# Pré-traitement des données 'Google'

* requète sur `BigQuerry`:
        /* 26Go proceceed */

        #standardSQL

        SELECT
          root.publication_number,
          publication_date,
          root.title_localized,
          root.cpc,
          root.citation
        FROM
          `patents-public-data.patents.publications` root,
          UNNEST( cpc ) AS cpc
        WHERE 
         cpc.code like 'A45D29/02' and
         country_code = 'US'
        LIMIT
          1000

In [133]:
import json
import pickle

In [134]:
import datetime as dt

In [155]:
# load the data
file_path = './data/fulldata_gglBigQuery.json'

data_brut = []
with open(file_path) as f:
    for line in f:
        entry = json.loads(line)
        data_brut.append( entry )
        
print( len(data_brut) )

408


In [171]:
print( data_brut[10].keys() )

dict_keys(['cpc', 'publication_date', 'citation', 'priority_claim', 'description_localized', 'inventor_harmonized', 'publication_number', 'title_localized', 'abstract_localized', 'assignee_harmonized'])


## Créer un dictionnaire { patent_number : infos, ... }

In [151]:
# formate le numéro de brevet (pour ggl):
# 6 ou 7 digits
# ou l'année + 7 digits
# si on trouve année+6digits ce n'est pas bon

# voir: https://www.uspto.gov/patents-application-process/applying-online/patent-number
# http://www.bpmlegal.com/howtopat1.html

def format_patentnumber( pubnumber ):
    
    number = pubnumber.split('-')[1]
    
    if len( number ) > 7:  # en vrai ==10
        number = number[0:4] + number[4:].zfill(7)

    number = 'US' + number
    
    return number

In [172]:
data = {}
k = 0  # debug
for entry in data_brut:
   
    
    pubnum = entry['publication_number']
    patent_number = format_patentnumber( pubnum )

LISTE:

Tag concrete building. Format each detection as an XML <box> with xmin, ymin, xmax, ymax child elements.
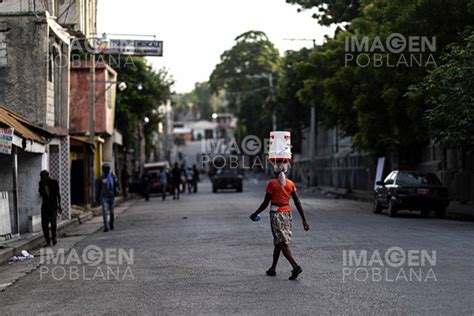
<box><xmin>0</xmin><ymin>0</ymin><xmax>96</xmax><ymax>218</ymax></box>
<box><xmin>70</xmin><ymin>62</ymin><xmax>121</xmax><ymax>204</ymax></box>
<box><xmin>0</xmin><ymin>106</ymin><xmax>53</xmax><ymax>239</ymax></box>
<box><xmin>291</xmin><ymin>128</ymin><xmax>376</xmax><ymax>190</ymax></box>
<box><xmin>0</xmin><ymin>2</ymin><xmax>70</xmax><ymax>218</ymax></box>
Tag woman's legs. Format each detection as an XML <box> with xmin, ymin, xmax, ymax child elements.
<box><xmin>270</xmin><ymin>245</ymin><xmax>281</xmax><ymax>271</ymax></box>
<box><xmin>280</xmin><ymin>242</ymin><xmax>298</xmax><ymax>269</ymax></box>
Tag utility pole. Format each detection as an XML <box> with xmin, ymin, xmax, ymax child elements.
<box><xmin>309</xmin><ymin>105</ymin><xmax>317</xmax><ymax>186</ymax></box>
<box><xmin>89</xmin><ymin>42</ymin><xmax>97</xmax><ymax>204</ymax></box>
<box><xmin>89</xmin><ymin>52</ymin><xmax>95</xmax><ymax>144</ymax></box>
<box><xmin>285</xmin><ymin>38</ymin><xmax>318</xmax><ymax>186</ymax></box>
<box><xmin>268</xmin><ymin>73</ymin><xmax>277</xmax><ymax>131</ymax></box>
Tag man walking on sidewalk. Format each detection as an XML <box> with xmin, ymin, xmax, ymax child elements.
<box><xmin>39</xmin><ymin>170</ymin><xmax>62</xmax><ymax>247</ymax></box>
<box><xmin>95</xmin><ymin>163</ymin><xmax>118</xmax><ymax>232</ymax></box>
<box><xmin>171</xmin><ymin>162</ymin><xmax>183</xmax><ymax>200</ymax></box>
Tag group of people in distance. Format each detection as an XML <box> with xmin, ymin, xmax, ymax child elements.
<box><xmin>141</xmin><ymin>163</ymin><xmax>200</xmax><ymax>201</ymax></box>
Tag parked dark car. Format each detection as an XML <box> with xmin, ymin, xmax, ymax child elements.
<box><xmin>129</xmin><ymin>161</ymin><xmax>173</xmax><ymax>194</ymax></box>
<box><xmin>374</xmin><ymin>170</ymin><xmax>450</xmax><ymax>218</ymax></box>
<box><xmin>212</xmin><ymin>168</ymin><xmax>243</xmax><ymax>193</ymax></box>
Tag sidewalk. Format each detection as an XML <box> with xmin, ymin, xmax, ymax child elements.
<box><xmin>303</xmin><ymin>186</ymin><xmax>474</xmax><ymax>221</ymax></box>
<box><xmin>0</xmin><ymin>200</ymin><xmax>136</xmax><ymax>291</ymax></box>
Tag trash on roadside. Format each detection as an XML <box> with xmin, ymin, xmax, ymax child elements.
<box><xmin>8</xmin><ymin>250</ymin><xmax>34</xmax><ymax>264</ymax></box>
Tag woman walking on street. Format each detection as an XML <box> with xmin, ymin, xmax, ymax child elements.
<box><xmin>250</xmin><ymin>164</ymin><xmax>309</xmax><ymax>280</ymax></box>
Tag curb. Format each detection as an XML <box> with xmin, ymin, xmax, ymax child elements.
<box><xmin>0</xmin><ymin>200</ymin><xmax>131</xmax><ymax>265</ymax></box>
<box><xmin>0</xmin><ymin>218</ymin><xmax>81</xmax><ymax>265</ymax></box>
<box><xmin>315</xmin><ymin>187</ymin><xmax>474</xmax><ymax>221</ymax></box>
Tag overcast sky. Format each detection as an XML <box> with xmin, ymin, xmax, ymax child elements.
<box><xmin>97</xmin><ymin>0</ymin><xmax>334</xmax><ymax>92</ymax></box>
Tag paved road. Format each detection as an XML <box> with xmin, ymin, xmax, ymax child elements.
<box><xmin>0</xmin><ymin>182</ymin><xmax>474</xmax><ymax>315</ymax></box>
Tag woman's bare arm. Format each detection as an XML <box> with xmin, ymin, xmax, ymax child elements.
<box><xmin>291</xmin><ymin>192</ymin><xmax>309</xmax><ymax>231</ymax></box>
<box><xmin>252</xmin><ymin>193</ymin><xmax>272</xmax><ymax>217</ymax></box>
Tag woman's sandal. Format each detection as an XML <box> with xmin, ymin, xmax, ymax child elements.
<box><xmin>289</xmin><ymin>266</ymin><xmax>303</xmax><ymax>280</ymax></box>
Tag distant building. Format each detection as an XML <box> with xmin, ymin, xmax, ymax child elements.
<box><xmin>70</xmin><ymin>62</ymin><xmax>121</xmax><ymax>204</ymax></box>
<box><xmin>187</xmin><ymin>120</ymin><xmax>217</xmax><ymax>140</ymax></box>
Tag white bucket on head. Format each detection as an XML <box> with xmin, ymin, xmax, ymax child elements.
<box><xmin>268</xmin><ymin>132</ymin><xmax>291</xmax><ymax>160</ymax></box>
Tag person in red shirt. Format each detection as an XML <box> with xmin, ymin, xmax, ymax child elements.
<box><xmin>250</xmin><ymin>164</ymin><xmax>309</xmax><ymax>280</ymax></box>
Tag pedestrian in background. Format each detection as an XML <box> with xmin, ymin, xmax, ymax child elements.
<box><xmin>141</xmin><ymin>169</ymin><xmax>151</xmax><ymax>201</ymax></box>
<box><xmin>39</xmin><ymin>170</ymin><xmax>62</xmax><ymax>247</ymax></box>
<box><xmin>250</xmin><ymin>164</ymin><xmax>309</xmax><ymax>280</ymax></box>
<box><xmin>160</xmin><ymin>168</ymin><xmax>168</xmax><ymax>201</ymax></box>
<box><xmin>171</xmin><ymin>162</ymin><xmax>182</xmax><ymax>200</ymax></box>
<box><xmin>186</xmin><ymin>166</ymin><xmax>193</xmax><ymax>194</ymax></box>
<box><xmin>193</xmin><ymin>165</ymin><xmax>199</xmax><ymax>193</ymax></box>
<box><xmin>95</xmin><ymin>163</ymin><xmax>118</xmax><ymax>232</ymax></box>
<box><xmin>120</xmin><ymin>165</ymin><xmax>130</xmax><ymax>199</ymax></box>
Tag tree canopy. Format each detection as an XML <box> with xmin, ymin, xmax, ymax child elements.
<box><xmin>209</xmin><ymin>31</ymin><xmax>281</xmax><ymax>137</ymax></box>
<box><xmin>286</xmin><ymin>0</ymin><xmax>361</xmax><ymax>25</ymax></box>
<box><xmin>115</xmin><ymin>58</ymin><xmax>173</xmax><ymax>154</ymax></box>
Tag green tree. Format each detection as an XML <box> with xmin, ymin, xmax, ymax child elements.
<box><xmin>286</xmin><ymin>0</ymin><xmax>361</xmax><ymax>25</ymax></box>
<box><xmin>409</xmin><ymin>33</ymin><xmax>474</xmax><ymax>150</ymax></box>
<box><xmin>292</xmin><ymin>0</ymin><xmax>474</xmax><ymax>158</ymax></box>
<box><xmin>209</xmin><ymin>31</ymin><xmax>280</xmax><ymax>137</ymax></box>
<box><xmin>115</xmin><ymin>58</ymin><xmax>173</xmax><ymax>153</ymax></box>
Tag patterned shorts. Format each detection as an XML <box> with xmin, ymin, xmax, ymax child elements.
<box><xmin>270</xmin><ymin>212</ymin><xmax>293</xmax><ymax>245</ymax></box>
---
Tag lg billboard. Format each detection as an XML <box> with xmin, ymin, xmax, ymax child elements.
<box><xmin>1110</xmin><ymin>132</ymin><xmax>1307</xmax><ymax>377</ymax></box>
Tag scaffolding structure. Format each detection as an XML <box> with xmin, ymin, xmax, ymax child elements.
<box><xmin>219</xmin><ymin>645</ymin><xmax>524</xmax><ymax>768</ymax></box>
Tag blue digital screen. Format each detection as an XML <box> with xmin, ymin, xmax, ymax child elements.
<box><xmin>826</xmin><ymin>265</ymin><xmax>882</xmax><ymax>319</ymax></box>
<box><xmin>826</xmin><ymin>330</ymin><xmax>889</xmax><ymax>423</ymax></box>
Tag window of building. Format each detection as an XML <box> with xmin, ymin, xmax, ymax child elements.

TRAVAIL À FAIRE:
#1 Répondez brièvement à partir de l'extrait sur le pré-traitement des données Google.
(a) Quel code CPC la requête sur BigQuery utilise-t-elle comme filtre ?
(b) Quel nombre s'affiche après le chargement du fichier JSON ?
(c) Quel préfixe la fonction format_patentnumber ajoute-t-elle au numéro avant de le renvoyer ?
#2 Recopiez fidèlement le passage de l'extrait sur le pré-traitement des données Google qui commence à « data_brut = [] » et se termine à « print( len(data_brut) ) ».
La liste constitue un matériau indépendant de l'extrait sur le pré-traitement des données Google.

RÉPONSES FOURNIES:
#1
(a) A45D29/02
(b) 408
(c) 'US'

#2
data_brut = []
with open(file_path) as f:
    for line in f:
        entry = json.loads(line)
        data_brut.append( entry )
        
print( len(data_brut) )